▶ **WORK REQUIRED**:
Every line from the one bearing "Would you be able to mark the seated man in dark" through the last line of the records below is to be output exactly, and no other line; leave out the pictures.

(Entries taken from a collection)
▼▼▼

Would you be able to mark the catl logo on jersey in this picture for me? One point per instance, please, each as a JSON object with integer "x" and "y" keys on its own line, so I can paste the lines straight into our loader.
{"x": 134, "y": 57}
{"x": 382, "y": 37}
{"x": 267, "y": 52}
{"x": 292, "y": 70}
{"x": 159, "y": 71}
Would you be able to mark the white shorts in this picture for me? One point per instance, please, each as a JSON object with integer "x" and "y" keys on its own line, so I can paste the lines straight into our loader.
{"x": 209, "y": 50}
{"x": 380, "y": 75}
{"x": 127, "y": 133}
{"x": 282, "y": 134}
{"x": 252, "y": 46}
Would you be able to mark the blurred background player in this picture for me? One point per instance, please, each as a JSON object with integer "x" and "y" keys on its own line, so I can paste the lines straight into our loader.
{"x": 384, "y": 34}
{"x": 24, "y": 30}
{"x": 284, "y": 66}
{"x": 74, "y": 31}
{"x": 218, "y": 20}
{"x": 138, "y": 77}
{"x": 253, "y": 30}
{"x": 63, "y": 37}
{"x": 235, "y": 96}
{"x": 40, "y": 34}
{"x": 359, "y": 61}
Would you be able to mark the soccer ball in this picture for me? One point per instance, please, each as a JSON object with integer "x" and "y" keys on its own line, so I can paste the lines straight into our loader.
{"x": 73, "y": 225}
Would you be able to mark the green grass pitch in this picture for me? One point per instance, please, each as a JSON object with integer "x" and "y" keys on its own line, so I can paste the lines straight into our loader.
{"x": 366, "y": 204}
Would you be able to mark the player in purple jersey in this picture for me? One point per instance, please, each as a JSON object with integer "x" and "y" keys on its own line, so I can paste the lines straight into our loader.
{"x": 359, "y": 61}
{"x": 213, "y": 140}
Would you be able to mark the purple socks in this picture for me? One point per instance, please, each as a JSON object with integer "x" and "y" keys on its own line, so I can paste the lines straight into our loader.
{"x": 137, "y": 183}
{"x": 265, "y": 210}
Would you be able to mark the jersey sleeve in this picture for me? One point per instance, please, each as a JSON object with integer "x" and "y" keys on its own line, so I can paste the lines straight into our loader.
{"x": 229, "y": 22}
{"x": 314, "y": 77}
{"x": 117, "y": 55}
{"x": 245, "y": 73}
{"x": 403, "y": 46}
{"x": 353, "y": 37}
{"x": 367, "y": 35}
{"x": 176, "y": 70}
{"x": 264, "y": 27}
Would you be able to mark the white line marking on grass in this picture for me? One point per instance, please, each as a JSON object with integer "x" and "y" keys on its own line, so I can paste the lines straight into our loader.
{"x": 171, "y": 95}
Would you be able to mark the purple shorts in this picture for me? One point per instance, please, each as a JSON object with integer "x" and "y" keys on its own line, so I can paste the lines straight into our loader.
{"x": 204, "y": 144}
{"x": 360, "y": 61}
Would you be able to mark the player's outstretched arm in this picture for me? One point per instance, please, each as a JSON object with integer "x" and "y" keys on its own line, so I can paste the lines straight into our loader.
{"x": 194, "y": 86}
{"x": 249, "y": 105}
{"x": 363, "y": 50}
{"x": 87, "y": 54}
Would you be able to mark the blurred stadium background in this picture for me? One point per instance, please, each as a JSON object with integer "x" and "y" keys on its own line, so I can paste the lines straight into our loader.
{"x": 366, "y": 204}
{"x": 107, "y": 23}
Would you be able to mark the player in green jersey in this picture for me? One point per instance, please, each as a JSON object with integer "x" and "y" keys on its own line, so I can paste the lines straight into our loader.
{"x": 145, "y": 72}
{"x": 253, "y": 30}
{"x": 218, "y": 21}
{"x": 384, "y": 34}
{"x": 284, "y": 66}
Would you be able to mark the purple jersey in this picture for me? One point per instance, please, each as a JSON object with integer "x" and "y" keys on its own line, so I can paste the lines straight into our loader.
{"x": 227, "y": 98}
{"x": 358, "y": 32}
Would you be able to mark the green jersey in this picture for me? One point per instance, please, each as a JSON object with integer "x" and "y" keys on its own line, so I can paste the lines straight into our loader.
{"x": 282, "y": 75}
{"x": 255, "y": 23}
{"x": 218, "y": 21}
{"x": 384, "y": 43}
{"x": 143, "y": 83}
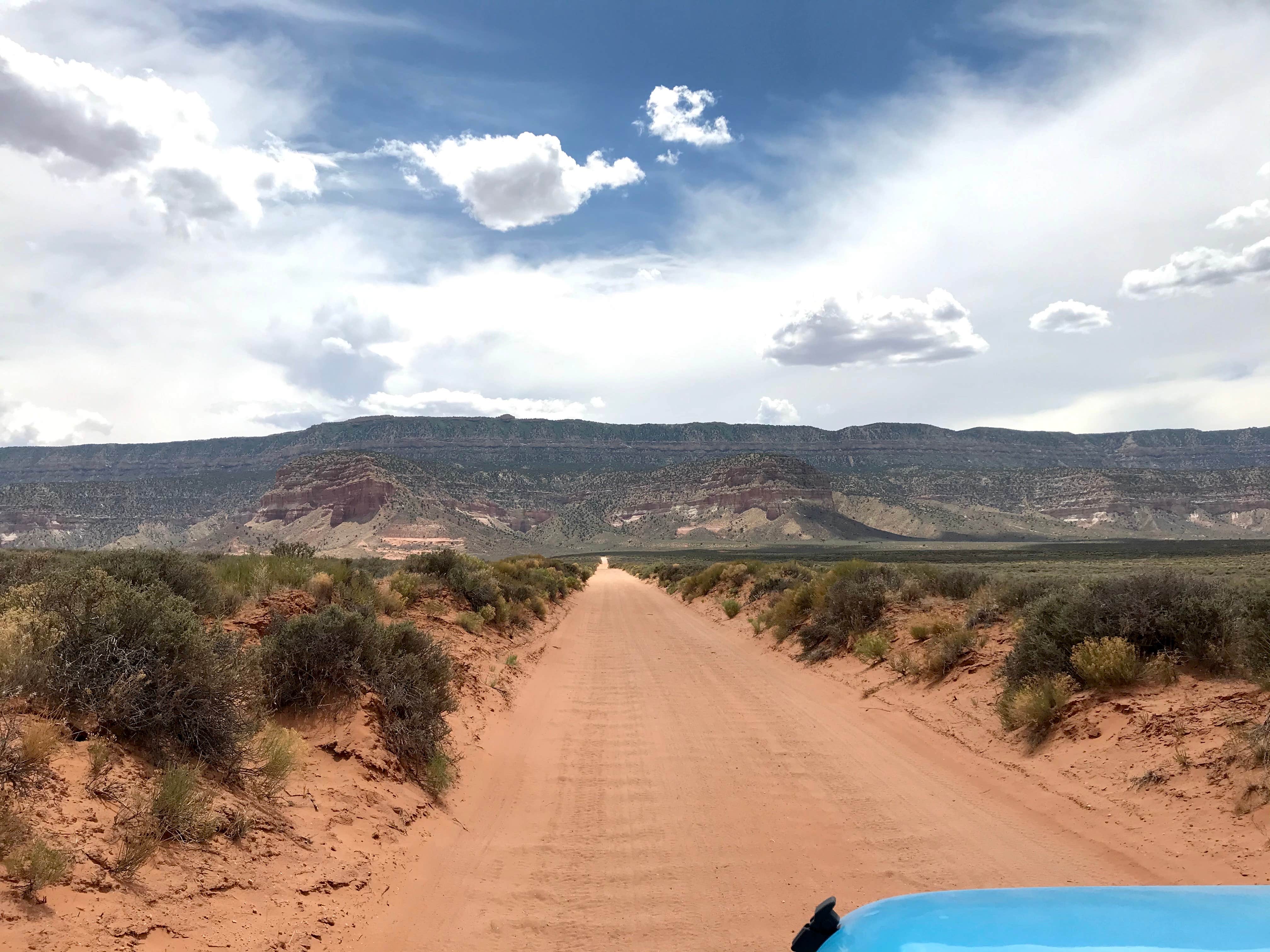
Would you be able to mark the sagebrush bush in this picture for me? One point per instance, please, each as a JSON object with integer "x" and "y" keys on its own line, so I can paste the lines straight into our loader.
{"x": 315, "y": 659}
{"x": 1036, "y": 704}
{"x": 1191, "y": 617}
{"x": 36, "y": 865}
{"x": 943, "y": 652}
{"x": 872, "y": 647}
{"x": 1107, "y": 663}
{"x": 144, "y": 663}
{"x": 470, "y": 622}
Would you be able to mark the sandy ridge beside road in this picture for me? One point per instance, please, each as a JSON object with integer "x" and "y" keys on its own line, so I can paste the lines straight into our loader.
{"x": 663, "y": 784}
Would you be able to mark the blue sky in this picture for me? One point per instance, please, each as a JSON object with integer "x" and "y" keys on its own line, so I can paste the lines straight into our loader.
{"x": 235, "y": 218}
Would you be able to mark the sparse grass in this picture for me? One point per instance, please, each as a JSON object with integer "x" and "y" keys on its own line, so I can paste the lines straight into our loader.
{"x": 1151, "y": 779}
{"x": 1107, "y": 663}
{"x": 944, "y": 652}
{"x": 136, "y": 848}
{"x": 25, "y": 753}
{"x": 180, "y": 807}
{"x": 37, "y": 865}
{"x": 280, "y": 752}
{"x": 872, "y": 647}
{"x": 1036, "y": 705}
{"x": 440, "y": 772}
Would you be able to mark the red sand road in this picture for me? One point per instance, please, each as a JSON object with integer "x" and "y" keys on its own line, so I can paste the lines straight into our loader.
{"x": 666, "y": 785}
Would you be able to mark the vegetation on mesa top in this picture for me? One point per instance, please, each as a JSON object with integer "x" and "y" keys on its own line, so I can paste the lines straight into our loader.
{"x": 126, "y": 647}
{"x": 1070, "y": 634}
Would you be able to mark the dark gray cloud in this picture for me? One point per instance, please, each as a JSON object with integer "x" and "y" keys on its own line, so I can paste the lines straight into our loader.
{"x": 332, "y": 356}
{"x": 882, "y": 331}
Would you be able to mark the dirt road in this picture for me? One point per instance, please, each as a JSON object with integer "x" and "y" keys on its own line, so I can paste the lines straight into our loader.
{"x": 666, "y": 785}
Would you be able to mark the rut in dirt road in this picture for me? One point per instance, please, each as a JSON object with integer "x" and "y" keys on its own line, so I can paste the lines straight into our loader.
{"x": 666, "y": 785}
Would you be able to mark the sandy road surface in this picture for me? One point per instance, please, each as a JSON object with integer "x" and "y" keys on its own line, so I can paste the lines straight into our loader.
{"x": 665, "y": 785}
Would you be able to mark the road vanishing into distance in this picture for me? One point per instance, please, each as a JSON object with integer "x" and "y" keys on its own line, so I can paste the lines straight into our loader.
{"x": 665, "y": 784}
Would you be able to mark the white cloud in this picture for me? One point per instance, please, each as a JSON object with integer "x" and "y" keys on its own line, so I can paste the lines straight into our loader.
{"x": 1199, "y": 269}
{"x": 878, "y": 331}
{"x": 83, "y": 122}
{"x": 675, "y": 116}
{"x": 776, "y": 412}
{"x": 510, "y": 182}
{"x": 22, "y": 423}
{"x": 453, "y": 403}
{"x": 1071, "y": 318}
{"x": 1244, "y": 215}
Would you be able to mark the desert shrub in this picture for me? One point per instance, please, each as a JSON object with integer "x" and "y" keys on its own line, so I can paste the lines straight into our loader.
{"x": 144, "y": 663}
{"x": 1154, "y": 612}
{"x": 1013, "y": 594}
{"x": 432, "y": 609}
{"x": 911, "y": 592}
{"x": 408, "y": 586}
{"x": 237, "y": 825}
{"x": 315, "y": 659}
{"x": 293, "y": 550}
{"x": 872, "y": 647}
{"x": 903, "y": 663}
{"x": 943, "y": 652}
{"x": 37, "y": 865}
{"x": 853, "y": 604}
{"x": 392, "y": 604}
{"x": 1036, "y": 704}
{"x": 180, "y": 807}
{"x": 183, "y": 575}
{"x": 279, "y": 753}
{"x": 413, "y": 677}
{"x": 1107, "y": 663}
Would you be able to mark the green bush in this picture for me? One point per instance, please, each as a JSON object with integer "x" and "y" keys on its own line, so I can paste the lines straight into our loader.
{"x": 1036, "y": 704}
{"x": 143, "y": 662}
{"x": 315, "y": 659}
{"x": 1107, "y": 663}
{"x": 470, "y": 622}
{"x": 37, "y": 865}
{"x": 872, "y": 647}
{"x": 943, "y": 652}
{"x": 1191, "y": 617}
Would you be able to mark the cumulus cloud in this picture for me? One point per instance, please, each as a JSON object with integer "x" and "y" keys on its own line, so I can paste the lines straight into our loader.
{"x": 25, "y": 424}
{"x": 878, "y": 331}
{"x": 1071, "y": 318}
{"x": 675, "y": 116}
{"x": 510, "y": 182}
{"x": 1244, "y": 215}
{"x": 454, "y": 403}
{"x": 776, "y": 412}
{"x": 83, "y": 122}
{"x": 332, "y": 356}
{"x": 1199, "y": 269}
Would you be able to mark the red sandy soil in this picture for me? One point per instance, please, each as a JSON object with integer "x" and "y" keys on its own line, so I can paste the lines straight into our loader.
{"x": 671, "y": 782}
{"x": 321, "y": 860}
{"x": 668, "y": 781}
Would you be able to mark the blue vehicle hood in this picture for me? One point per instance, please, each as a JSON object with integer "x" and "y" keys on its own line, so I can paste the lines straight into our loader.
{"x": 1192, "y": 918}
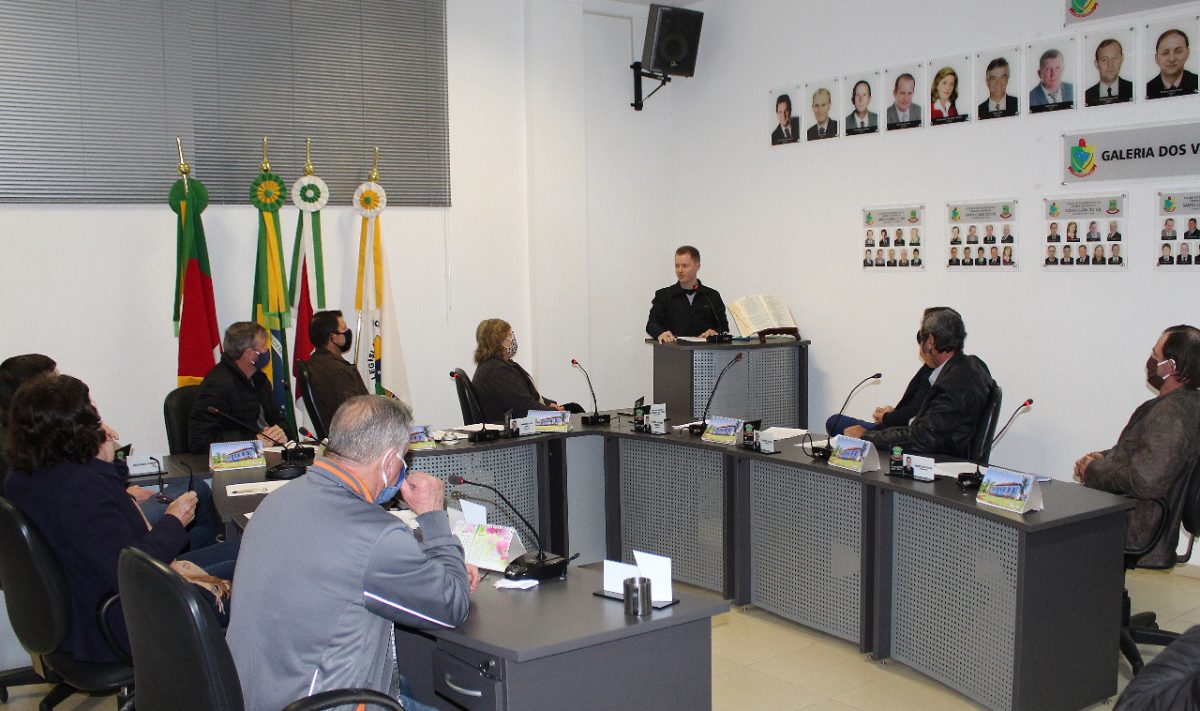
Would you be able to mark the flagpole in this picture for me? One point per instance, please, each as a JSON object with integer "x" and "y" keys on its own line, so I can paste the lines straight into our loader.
{"x": 373, "y": 177}
{"x": 184, "y": 168}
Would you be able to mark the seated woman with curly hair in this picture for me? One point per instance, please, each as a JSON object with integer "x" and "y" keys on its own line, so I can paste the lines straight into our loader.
{"x": 64, "y": 482}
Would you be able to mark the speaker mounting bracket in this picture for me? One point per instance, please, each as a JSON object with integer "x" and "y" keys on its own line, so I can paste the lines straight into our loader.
{"x": 639, "y": 72}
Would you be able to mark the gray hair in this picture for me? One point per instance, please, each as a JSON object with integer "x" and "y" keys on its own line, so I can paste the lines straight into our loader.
{"x": 367, "y": 425}
{"x": 241, "y": 335}
{"x": 947, "y": 328}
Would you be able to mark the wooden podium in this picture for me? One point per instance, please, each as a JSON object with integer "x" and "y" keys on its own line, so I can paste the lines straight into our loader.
{"x": 771, "y": 383}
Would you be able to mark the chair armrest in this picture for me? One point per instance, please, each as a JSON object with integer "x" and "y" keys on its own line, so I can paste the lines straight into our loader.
{"x": 342, "y": 697}
{"x": 106, "y": 629}
{"x": 1159, "y": 531}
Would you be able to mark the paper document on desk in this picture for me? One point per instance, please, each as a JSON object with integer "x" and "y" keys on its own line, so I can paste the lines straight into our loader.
{"x": 784, "y": 432}
{"x": 477, "y": 428}
{"x": 251, "y": 488}
{"x": 487, "y": 545}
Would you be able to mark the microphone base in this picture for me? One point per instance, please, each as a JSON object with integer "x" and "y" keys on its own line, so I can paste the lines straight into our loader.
{"x": 286, "y": 471}
{"x": 531, "y": 567}
{"x": 299, "y": 454}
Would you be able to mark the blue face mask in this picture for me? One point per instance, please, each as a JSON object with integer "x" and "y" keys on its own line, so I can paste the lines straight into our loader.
{"x": 389, "y": 493}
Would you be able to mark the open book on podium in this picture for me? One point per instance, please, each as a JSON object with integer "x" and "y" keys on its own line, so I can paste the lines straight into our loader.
{"x": 763, "y": 315}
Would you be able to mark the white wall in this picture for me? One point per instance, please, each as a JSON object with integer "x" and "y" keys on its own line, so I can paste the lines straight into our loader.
{"x": 568, "y": 203}
{"x": 1074, "y": 342}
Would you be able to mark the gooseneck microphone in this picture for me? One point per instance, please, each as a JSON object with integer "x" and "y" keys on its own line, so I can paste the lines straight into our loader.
{"x": 697, "y": 429}
{"x": 972, "y": 479}
{"x": 1011, "y": 418}
{"x": 595, "y": 418}
{"x": 822, "y": 453}
{"x": 533, "y": 566}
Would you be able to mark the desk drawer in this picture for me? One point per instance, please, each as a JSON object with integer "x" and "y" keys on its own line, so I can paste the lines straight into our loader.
{"x": 457, "y": 676}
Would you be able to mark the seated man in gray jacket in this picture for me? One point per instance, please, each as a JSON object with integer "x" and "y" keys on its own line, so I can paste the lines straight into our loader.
{"x": 324, "y": 572}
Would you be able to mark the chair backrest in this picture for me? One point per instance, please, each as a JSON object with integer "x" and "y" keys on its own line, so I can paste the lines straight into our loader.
{"x": 181, "y": 657}
{"x": 177, "y": 408}
{"x": 35, "y": 589}
{"x": 304, "y": 381}
{"x": 1191, "y": 519}
{"x": 985, "y": 426}
{"x": 472, "y": 413}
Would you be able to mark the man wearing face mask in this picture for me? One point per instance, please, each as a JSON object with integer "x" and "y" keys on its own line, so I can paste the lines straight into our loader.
{"x": 334, "y": 380}
{"x": 1157, "y": 448}
{"x": 324, "y": 572}
{"x": 237, "y": 387}
{"x": 887, "y": 416}
{"x": 959, "y": 386}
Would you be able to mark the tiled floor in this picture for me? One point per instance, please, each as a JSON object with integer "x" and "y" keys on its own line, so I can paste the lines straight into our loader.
{"x": 761, "y": 662}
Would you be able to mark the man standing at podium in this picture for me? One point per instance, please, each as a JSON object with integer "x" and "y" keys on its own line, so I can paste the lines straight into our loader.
{"x": 687, "y": 308}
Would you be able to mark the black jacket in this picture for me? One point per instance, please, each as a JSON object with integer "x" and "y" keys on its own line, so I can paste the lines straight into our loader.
{"x": 227, "y": 389}
{"x": 671, "y": 311}
{"x": 334, "y": 381}
{"x": 910, "y": 404}
{"x": 502, "y": 386}
{"x": 947, "y": 418}
{"x": 87, "y": 518}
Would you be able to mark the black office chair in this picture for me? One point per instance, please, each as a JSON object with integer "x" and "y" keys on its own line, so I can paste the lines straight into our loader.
{"x": 183, "y": 659}
{"x": 1143, "y": 627}
{"x": 40, "y": 608}
{"x": 304, "y": 381}
{"x": 177, "y": 408}
{"x": 985, "y": 428}
{"x": 472, "y": 413}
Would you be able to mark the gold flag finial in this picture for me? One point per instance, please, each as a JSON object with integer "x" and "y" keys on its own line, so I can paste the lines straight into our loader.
{"x": 375, "y": 167}
{"x": 309, "y": 169}
{"x": 265, "y": 166}
{"x": 184, "y": 168}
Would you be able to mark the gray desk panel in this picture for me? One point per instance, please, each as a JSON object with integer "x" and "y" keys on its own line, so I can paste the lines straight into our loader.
{"x": 672, "y": 503}
{"x": 954, "y": 598}
{"x": 513, "y": 470}
{"x": 807, "y": 548}
{"x": 763, "y": 386}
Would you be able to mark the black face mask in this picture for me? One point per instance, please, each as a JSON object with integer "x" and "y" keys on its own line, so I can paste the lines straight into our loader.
{"x": 1152, "y": 377}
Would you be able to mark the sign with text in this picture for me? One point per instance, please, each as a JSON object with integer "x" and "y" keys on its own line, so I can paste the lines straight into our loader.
{"x": 1080, "y": 11}
{"x": 1163, "y": 150}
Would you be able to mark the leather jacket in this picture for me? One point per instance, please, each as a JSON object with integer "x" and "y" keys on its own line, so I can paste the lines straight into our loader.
{"x": 947, "y": 418}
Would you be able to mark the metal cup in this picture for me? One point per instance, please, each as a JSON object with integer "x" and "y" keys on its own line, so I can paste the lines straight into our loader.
{"x": 637, "y": 597}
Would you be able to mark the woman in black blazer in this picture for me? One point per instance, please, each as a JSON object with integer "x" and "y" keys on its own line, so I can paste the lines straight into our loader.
{"x": 64, "y": 481}
{"x": 501, "y": 384}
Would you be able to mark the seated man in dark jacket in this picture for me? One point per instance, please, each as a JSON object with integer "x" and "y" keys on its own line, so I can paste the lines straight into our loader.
{"x": 687, "y": 308}
{"x": 334, "y": 380}
{"x": 1158, "y": 448}
{"x": 237, "y": 387}
{"x": 958, "y": 394}
{"x": 887, "y": 416}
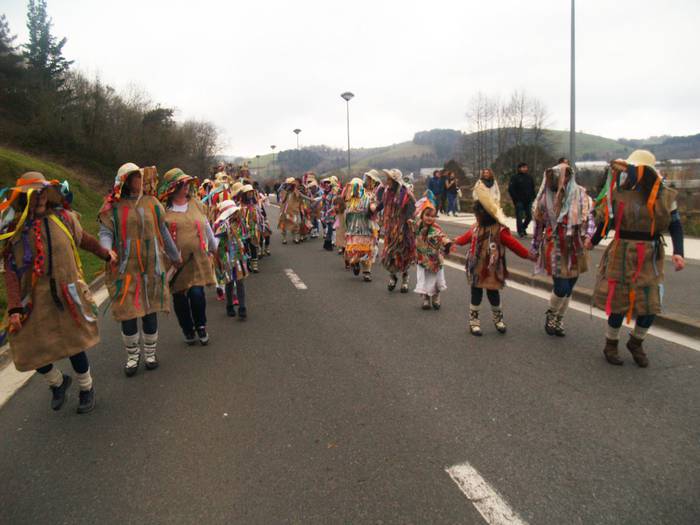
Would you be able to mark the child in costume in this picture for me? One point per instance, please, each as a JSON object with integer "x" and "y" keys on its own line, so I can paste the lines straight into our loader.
{"x": 51, "y": 311}
{"x": 431, "y": 244}
{"x": 639, "y": 207}
{"x": 231, "y": 258}
{"x": 188, "y": 225}
{"x": 360, "y": 233}
{"x": 486, "y": 257}
{"x": 132, "y": 223}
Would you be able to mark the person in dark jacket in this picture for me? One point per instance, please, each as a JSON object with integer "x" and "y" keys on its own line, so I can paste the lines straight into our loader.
{"x": 522, "y": 190}
{"x": 436, "y": 184}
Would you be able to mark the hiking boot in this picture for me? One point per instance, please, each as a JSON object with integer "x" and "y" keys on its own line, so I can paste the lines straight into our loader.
{"x": 550, "y": 324}
{"x": 498, "y": 320}
{"x": 202, "y": 335}
{"x": 610, "y": 352}
{"x": 190, "y": 338}
{"x": 634, "y": 345}
{"x": 559, "y": 326}
{"x": 474, "y": 323}
{"x": 58, "y": 393}
{"x": 404, "y": 283}
{"x": 86, "y": 401}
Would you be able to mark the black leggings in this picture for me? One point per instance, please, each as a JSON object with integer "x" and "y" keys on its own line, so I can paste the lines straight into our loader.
{"x": 494, "y": 296}
{"x": 78, "y": 361}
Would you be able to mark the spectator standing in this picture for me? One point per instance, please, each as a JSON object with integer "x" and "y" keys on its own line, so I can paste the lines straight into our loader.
{"x": 522, "y": 191}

▲▲▲

▶ **SOLUTION BELOW**:
Would you be able to mark the seated man in dark jacket in this picture for me? One point per instance, please, each as a JSON object with integer "x" and "y" keys on its own line, so I can paste the lines straight into our loader.
{"x": 687, "y": 308}
{"x": 334, "y": 380}
{"x": 1158, "y": 448}
{"x": 237, "y": 387}
{"x": 958, "y": 394}
{"x": 887, "y": 416}
Would you be able to mark the child in costume in this picture for me? One point per instance, please, each as a JSON object with integer "x" and "y" keys on its own line, so I can paste the lines straight into our loader.
{"x": 51, "y": 311}
{"x": 431, "y": 244}
{"x": 639, "y": 207}
{"x": 231, "y": 258}
{"x": 188, "y": 225}
{"x": 360, "y": 233}
{"x": 486, "y": 257}
{"x": 132, "y": 223}
Would you be able to mark the person in dark jacket in this picture for me? One point per instance, please, each as a JSON object with integer "x" and "y" keys on its own line, so I can paste the lines straight into our loader.
{"x": 522, "y": 190}
{"x": 436, "y": 184}
Would you be able to mark the hiking boot in this picture for me? One point per instance, please, each as a JSON object with integer "x" and "y" keys on its own line, so I can paste the lines straight into our loader.
{"x": 550, "y": 324}
{"x": 498, "y": 320}
{"x": 202, "y": 335}
{"x": 610, "y": 352}
{"x": 190, "y": 338}
{"x": 634, "y": 345}
{"x": 559, "y": 326}
{"x": 474, "y": 323}
{"x": 58, "y": 393}
{"x": 404, "y": 283}
{"x": 86, "y": 401}
Would you be able to mark the black leggings in this picture for me? One point per instance, please, each as a JSON object with integer "x" and "y" keys on its own line, so I can paste the lines straight into our loader.
{"x": 494, "y": 296}
{"x": 78, "y": 361}
Would you be able to mark the spectator standing in this picture for me? One point per instance, please, each as a JSON object with integer "x" and "y" keys on its own line, so I can paste the lines straight into our loader.
{"x": 522, "y": 191}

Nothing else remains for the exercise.